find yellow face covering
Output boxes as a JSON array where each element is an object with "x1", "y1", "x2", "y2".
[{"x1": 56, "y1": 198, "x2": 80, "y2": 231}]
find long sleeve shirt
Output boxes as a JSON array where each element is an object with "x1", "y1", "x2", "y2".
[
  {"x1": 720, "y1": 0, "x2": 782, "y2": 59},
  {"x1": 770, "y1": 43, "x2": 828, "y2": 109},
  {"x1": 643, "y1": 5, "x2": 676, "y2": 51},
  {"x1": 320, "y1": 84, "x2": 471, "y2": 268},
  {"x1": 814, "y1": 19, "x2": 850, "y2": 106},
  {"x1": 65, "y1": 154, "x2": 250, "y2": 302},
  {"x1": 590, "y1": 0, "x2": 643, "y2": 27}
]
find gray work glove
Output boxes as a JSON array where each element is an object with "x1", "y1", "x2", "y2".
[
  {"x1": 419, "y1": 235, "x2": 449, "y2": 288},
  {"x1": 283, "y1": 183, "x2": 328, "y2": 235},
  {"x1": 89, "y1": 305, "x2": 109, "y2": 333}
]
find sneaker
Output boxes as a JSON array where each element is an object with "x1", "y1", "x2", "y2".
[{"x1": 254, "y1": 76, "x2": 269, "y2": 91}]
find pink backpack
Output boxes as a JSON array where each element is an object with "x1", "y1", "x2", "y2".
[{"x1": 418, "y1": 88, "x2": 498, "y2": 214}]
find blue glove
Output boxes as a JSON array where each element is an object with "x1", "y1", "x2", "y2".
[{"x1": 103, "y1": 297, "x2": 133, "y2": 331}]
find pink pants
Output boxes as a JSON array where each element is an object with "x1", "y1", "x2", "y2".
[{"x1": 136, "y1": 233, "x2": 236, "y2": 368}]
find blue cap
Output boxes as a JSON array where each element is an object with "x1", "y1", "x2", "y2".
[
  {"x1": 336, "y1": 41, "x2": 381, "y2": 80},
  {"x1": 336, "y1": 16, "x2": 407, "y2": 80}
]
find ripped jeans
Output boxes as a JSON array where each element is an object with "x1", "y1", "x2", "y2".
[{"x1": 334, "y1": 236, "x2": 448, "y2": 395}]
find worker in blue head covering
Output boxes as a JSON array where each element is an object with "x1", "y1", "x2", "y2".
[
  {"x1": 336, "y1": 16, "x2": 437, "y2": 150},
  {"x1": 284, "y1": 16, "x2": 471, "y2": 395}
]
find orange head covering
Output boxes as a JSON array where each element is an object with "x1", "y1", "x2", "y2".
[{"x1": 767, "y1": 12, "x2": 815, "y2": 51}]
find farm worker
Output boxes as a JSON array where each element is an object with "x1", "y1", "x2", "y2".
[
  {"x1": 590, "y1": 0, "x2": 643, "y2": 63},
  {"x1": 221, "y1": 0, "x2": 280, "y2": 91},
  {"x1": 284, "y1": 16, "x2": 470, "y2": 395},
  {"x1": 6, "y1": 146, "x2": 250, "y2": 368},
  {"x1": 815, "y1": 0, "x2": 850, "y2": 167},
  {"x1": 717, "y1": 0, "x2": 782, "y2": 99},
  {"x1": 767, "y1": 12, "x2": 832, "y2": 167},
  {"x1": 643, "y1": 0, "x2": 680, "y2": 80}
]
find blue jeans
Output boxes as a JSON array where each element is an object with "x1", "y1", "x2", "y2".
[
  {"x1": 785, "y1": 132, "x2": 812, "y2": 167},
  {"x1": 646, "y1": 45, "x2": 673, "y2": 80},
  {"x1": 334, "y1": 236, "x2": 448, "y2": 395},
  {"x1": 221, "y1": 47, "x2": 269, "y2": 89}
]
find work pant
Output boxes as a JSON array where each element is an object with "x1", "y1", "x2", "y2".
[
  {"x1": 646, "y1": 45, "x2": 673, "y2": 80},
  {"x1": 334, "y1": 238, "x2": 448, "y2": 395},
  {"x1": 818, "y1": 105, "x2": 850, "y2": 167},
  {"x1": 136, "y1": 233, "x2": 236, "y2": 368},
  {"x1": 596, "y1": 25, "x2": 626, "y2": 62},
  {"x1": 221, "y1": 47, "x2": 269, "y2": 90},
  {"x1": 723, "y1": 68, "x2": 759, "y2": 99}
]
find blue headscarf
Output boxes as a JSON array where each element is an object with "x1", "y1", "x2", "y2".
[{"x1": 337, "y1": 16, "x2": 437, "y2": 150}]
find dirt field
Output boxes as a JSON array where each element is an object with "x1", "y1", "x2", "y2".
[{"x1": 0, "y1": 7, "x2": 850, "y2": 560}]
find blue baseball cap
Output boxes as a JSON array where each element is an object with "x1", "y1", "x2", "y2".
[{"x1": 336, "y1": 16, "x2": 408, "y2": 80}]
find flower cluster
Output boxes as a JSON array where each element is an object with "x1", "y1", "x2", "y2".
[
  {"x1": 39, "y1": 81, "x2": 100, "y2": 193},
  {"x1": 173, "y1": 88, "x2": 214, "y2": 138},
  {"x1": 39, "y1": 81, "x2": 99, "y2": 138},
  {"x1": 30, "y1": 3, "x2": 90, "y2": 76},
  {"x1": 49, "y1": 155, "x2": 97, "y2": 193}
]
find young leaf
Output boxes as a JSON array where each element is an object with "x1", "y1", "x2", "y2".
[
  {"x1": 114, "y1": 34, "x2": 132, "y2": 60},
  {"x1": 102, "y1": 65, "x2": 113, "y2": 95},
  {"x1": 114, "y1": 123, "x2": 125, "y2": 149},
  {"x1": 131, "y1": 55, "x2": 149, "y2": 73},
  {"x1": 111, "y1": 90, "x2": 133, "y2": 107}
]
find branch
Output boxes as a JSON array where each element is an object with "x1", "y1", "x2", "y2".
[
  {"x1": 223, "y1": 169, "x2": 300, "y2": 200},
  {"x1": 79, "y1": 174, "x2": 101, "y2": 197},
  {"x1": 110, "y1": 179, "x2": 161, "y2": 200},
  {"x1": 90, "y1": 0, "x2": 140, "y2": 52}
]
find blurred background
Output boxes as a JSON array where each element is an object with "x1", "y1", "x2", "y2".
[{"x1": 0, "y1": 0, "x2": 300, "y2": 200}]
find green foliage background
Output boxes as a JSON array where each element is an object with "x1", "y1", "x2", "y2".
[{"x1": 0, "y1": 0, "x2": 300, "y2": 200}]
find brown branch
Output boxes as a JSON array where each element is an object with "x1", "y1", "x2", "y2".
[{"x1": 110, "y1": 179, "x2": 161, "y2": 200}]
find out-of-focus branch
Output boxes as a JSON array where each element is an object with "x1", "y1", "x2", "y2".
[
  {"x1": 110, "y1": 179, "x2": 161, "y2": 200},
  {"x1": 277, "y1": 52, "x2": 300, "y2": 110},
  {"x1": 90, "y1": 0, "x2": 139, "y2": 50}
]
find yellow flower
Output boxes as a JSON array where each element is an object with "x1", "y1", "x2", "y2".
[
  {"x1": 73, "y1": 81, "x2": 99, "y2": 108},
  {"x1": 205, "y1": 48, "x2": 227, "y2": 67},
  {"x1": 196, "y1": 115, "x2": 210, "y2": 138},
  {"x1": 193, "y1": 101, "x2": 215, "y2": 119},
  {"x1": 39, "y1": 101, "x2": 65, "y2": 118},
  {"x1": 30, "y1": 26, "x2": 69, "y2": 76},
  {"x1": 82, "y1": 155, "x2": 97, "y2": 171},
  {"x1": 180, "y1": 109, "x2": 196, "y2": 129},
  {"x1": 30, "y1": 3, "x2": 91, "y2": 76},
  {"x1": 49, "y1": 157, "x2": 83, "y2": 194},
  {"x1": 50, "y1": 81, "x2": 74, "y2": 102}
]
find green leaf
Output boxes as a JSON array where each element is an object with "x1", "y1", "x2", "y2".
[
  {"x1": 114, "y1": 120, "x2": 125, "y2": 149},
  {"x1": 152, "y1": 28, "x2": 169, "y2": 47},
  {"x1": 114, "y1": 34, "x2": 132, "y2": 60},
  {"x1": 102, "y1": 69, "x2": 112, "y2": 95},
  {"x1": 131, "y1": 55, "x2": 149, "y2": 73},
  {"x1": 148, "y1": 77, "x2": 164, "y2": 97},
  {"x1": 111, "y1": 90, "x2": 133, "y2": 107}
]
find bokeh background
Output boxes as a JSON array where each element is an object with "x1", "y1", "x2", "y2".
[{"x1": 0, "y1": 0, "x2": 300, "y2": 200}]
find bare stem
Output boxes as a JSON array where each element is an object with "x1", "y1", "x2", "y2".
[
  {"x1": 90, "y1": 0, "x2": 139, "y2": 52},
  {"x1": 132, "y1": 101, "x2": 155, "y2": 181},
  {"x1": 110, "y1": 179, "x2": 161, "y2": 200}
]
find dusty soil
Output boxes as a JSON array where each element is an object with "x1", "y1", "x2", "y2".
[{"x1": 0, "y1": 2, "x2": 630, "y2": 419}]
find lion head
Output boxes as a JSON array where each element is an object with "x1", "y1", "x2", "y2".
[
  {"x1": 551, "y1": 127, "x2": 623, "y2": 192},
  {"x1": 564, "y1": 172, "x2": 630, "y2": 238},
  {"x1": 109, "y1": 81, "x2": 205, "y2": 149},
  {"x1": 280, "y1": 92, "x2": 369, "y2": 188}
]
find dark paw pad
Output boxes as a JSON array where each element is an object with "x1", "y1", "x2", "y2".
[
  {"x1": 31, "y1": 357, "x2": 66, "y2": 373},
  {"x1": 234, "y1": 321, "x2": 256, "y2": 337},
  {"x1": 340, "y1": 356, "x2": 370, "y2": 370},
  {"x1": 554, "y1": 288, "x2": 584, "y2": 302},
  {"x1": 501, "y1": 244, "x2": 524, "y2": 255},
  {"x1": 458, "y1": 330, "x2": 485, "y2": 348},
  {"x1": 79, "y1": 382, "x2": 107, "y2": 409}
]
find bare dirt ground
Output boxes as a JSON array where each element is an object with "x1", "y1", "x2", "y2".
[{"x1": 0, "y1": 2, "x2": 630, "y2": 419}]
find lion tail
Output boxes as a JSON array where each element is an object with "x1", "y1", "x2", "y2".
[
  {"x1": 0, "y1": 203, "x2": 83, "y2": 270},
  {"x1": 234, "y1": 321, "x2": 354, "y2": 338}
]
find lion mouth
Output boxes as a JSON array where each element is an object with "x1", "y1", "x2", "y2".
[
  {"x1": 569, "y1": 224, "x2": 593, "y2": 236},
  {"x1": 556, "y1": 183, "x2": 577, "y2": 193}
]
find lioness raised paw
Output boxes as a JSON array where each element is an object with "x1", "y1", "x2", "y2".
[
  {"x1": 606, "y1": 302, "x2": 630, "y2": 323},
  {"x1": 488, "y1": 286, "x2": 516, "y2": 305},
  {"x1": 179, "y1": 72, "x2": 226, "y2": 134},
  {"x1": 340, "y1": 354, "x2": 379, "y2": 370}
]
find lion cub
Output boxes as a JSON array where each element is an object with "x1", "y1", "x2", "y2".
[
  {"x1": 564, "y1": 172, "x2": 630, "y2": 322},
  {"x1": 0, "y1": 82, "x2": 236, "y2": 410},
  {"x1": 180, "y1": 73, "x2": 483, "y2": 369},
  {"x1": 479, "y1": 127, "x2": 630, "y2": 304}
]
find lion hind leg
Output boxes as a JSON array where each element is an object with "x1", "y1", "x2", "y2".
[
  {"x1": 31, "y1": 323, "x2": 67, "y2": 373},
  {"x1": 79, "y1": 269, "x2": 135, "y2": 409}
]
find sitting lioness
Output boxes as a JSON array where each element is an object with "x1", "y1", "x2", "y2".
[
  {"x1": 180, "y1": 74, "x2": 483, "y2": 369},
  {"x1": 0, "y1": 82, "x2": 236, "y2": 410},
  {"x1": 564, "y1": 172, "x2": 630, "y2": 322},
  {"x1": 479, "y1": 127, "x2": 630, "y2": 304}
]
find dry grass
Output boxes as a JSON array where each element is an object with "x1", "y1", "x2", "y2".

_Problem details_
Show each line of the data above that contains the word "background", treating uppercase and lowercase as different.

_Response to the exercise_
find blurred background
find green foliage background
find bokeh background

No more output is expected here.